### [Vorgegebener Text]
________________

Nach dem Zwischenaufenthalt in Agadir, begibt sich Manuel Chaves auf schnellstem Weg nach Ifni. Da der Seeweg nach Ifni zu gefährlich und der Landweg durch französisches Gebiet noch nicht freigegeben ist, nimmt er schließlich ein Flugzeug, das ihn nach Kap Juby bringt, und von dort lässt er sich von einer Militärmaschine nach Ifni fliegen. Am 20. oder 21. April 1934 dürfte er dort eingetroffen sein. Die eigentliche Besitznahme des Territoriums hatte schon am 5. April begonnen.

Da sich die Landung der spanischen Truppen, die sich auf zwei Kriegsschiffen befanden, an der zerklüfteten Küste als schwierig erwiesen hatte, bestand die Einheit, die Ifni in Besitz nahm, einzig aus dem Oberst Oswaldo Capaz, seinem Adjutanten, dem Leutnant Emilio Lorenzi, und einem Matrosen. Sie wurden am Strand von etwa hundert Einheimischen erwartet, die sie in die Siedlung Sidi Ifni begleiteten (»drei oder vier Häuser, wenn man diese Schutzwälle ohne Dach denn Häuser nennen kann«, S. 70), und zu einem Begrüßungsessen eingeladen. Zu den Aktivitäten der ersten Tage der Inbesitznahme gehörte auch, die Steine von einem Platz am Rande der Siedlung wegzuräumen, um eine Landebahn für Flugzeuge zu schaffen. Ein Kabyle wird von Oberst Capaz zum »Chef des Aerodroms« (S. 73, 76) ernannt. Andere Kabylen werden zu Soldaten Spaniens erkoren, die dem Oberst direkt zugeordnet sind.

Da Manuel Chaves in dieser Phase der Besetzung Ifnis selbst nicht dabei war, verarbeitet er für die Schilderung der ersten Tage, das was er von Leutnant Lorenzi erfährt. Vielen Lesern wird es allerdings so vorkommen, als erführen sie alles aus erster Hand.

________________

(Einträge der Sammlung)
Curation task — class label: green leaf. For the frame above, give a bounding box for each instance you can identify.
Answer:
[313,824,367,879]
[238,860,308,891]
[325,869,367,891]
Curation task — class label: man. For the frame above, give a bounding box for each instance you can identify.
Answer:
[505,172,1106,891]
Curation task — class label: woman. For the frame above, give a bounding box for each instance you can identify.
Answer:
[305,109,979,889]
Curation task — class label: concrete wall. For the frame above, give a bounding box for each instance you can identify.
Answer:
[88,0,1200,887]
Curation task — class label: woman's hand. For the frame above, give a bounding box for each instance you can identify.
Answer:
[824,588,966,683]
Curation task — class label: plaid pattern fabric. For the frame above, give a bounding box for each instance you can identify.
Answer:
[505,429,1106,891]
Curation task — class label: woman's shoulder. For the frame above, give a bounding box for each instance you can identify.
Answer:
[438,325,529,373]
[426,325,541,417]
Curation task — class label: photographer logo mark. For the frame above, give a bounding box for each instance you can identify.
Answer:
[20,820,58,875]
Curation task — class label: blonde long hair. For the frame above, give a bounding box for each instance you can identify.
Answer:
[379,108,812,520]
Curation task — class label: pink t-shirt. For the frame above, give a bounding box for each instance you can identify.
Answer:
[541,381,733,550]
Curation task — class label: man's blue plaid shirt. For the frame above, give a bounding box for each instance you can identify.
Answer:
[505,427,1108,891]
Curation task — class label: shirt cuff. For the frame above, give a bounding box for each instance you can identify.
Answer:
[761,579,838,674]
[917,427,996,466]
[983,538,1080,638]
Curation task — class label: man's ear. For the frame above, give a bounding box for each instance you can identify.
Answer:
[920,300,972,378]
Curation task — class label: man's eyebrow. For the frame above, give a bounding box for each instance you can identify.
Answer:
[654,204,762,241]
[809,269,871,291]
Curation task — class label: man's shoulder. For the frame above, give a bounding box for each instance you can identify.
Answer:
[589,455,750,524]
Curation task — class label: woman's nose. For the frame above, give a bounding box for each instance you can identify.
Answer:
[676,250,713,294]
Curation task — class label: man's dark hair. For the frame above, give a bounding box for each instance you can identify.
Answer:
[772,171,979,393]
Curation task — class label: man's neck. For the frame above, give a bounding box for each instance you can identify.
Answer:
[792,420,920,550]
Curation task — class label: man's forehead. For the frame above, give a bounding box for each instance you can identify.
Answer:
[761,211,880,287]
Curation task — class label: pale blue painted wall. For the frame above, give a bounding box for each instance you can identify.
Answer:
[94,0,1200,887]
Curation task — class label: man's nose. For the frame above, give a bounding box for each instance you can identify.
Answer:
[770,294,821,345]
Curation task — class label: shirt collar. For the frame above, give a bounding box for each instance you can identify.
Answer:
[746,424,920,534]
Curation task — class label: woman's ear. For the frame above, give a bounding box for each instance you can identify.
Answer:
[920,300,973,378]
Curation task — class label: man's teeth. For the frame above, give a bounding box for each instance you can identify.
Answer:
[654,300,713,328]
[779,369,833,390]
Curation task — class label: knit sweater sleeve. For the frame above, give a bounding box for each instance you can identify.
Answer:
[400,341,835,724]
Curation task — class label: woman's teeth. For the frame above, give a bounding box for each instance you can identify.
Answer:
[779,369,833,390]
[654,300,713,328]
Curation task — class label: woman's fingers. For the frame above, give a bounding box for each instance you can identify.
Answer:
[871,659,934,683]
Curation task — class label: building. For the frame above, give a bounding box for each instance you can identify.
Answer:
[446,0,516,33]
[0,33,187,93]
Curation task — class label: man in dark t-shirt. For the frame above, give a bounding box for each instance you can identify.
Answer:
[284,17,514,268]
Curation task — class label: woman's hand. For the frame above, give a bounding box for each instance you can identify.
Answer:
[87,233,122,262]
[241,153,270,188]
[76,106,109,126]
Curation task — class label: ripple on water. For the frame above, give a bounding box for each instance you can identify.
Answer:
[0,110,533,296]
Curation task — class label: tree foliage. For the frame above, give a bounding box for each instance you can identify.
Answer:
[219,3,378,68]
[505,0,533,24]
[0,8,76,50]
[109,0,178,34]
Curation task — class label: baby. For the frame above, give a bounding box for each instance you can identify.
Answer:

________________

### [Zu erledigende Aufgaben]
**1)** Entnimm dem Text über Ifni wortgetreu die Passage, beginnend mit „Da sich die“ und weiter bis einschließlich „direkt zugeordnet sind.“.
**2)** Beantworte anhand des Textes über Ifni:
(a) Womit ließ sich Manuel Chaves von Kap Juby nach Ifni fliegen?
(b) An welchem Tag hatte die eigentliche Besitznahme des Territoriums begonnen?
(c) Von wem erfährt Manuel Chaves, was er über die ersten Tage der Besetzung schildert?
Stütze dich ausschließlich auf den Text über Ifni.

### [Ergebnisse der Übung]
**1)**
Da sich die Landung der spanischen Truppen, die sich auf zwei Kriegsschiffen befanden, an der zerklüfteten Küste als schwierig erwiesen hatte, bestand die Einheit, die Ifni in Besitz nahm, einzig aus dem Oberst Oswaldo Capaz, seinem Adjutanten, dem Leutnant Emilio Lorenzi, und einem Matrosen. Sie wurden am Strand von etwa hundert Einheimischen erwartet, die sie in die Siedlung Sidi Ifni begleiteten (»drei oder vier Häuser, wenn man diese Schutzwälle ohne Dach denn Häuser nennen kann«, S. 70), und zu einem Begrüßungsessen eingeladen. Zu den Aktivitäten der ersten Tage der Inbesitznahme gehörte auch, die Steine von einem Platz am Rande der Siedlung wegzuräumen, um eine Landebahn für Flugzeuge zu schaffen. Ein Kabyle wird von Oberst Capaz zum »Chef des Aerodroms« (S. 73, 76) ernannt. Andere Kabylen werden zu Soldaten Spaniens erkoren, die dem Oberst direkt zugeordnet sind.

**2)**
(a) Mit einer Militärmaschine.
(b) Am 5. April.
(c) Von Leutnant Lorenzi.